Entries for bounding box labeling:
-------

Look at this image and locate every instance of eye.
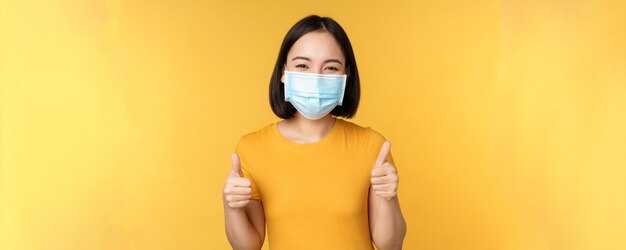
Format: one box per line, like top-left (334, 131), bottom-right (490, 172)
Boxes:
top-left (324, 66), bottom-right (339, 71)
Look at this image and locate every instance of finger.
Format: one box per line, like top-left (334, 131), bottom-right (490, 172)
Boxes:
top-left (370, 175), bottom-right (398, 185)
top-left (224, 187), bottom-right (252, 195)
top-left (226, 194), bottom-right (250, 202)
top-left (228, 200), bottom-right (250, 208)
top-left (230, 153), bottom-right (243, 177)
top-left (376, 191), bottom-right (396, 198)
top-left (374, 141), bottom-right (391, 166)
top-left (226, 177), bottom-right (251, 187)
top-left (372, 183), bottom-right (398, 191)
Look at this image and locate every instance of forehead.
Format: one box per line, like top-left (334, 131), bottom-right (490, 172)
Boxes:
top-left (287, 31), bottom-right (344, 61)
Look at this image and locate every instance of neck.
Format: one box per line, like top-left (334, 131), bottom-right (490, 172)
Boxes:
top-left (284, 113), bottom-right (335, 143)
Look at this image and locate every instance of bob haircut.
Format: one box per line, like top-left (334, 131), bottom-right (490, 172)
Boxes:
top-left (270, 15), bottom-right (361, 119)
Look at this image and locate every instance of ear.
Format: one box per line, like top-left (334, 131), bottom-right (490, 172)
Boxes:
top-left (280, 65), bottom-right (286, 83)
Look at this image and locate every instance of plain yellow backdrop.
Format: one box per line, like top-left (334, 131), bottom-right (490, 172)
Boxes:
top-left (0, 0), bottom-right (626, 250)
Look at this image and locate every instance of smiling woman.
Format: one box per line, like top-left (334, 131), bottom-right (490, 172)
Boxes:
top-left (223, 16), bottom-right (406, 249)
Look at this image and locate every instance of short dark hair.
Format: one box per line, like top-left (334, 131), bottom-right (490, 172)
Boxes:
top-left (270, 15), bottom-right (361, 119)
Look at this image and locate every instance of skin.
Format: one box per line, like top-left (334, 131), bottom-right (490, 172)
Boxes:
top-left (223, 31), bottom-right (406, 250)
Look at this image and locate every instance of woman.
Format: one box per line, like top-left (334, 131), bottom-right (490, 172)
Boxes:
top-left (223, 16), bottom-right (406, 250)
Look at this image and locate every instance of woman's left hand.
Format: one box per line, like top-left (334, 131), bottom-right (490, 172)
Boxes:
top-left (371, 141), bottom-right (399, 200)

-------

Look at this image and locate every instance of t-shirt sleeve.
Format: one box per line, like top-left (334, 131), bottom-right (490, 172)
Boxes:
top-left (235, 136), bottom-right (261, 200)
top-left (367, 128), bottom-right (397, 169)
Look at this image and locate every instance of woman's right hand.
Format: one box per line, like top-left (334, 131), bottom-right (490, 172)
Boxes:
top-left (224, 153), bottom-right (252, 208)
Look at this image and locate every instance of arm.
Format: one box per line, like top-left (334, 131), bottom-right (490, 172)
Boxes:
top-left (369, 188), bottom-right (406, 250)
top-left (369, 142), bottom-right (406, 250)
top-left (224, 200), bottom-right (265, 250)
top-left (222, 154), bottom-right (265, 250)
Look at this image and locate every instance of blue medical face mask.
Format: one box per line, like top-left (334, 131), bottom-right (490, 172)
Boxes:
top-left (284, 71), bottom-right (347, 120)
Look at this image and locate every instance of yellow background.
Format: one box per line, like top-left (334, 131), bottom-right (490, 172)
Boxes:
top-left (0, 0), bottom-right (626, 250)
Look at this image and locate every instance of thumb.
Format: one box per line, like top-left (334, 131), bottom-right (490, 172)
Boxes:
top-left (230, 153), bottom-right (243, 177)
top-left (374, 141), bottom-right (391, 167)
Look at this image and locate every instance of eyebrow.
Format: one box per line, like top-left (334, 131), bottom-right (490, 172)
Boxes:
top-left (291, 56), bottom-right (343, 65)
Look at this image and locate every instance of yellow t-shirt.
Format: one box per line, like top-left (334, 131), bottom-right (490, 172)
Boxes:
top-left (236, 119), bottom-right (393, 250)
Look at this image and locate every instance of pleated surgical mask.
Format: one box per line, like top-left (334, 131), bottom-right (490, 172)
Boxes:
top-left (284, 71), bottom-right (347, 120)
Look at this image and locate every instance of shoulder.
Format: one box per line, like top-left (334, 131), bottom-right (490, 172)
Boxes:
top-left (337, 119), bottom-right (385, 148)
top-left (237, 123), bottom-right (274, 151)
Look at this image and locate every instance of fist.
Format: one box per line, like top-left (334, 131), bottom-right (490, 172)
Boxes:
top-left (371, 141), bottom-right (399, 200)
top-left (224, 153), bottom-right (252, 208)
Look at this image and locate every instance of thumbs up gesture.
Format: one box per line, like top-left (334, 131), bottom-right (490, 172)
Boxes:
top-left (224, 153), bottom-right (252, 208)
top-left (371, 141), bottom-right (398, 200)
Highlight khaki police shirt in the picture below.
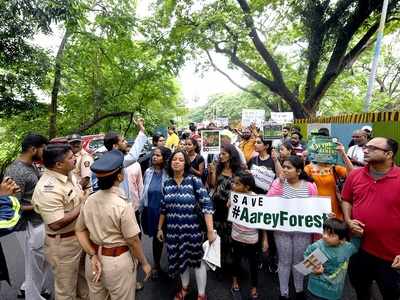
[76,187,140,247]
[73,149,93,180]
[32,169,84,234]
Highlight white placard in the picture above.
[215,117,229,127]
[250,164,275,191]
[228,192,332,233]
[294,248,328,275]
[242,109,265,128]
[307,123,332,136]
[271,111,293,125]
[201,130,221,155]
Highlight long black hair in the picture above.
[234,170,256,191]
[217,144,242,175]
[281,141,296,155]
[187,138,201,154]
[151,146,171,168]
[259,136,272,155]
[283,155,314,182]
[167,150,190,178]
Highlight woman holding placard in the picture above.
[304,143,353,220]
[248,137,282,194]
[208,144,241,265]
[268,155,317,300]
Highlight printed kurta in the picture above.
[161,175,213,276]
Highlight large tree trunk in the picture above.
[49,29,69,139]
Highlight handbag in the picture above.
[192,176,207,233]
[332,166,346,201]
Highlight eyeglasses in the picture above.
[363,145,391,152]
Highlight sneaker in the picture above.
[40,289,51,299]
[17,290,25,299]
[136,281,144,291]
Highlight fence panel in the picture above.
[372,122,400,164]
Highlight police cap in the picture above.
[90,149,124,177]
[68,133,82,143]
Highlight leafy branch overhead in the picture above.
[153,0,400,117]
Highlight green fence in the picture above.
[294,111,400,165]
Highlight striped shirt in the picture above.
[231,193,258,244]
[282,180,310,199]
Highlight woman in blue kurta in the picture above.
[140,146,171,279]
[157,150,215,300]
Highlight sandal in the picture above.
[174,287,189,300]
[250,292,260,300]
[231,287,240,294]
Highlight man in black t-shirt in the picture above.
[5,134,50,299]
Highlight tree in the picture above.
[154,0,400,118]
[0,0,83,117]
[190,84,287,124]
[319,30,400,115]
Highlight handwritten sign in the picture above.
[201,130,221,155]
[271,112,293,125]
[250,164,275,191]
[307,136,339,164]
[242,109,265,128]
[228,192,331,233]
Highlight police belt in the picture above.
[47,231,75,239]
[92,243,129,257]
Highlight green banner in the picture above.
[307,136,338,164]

-------

INSTRUCTIONS FOR THE TASK: Rewrite only the records starting at the line that contains "Highlight police belt in the picture above." and ending at the line that contains "[307,136,338,164]", keeping the requests, and raise every box coordinate in the answers by 120.

EXPECTED OUTPUT:
Highlight police belt in the picture above.
[167,351,195,359]
[212,363,249,377]
Highlight green banner in the picture above.
[427,256,458,284]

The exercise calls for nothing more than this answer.